### Short problem
Rewrite the listing below, replacing every "Logged" with "Recorded" and leaving everything else unchanged.

## Start Entries supplied

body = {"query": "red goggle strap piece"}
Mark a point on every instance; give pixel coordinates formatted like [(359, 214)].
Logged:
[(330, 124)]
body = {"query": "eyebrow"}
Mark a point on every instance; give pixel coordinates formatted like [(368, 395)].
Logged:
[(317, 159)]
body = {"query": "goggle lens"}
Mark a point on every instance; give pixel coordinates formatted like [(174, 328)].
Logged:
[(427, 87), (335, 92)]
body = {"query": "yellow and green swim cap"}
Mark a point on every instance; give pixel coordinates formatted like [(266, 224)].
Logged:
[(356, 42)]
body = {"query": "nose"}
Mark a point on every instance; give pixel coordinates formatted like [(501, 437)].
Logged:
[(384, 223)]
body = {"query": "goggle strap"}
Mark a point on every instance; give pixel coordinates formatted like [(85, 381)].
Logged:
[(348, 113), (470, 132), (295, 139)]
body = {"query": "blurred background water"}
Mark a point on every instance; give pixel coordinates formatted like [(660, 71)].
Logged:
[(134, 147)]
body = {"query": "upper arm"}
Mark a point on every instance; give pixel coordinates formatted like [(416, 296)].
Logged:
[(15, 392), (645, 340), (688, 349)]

## End Entries supplied

### Written answer
body = {"query": "red goggle strap piece"}
Mark a point on every instance; give pixel coordinates formatted like [(359, 214)].
Recorded:
[(330, 124)]
body = {"query": "eyebrow"}
Mark a point on every instance; give pixel coordinates formatted like [(368, 395)].
Recorded:
[(317, 159)]
body = {"query": "goggle lens"}
Mark a point on every instance; give pixel coordinates formatted like [(174, 328)].
Recorded:
[(427, 87), (335, 92)]
body = {"query": "yellow and green swim cap"}
Mark a point on every instance; give pixel coordinates formatted like [(266, 224)].
Recorded:
[(356, 42)]
body = {"query": "nose"}
Mark a point on every instance; give pixel coordinates formatted like [(501, 437)].
Recorded:
[(384, 223)]
body = {"query": "goggle strap"}
Mark a point on every instance; give pixel coordinates formatted like [(85, 381)].
Recorded:
[(348, 113), (470, 132), (295, 139)]
body = {"query": "blurred background water"}
Mark a point on every instance; give pixel coordinates formatted like [(660, 71)].
Recorded:
[(134, 147)]
body = {"query": "upper arm"}
Mark a point on every instance; give pixel coordinates formatted like [(416, 296)].
Recorded:
[(15, 392), (645, 340), (688, 349)]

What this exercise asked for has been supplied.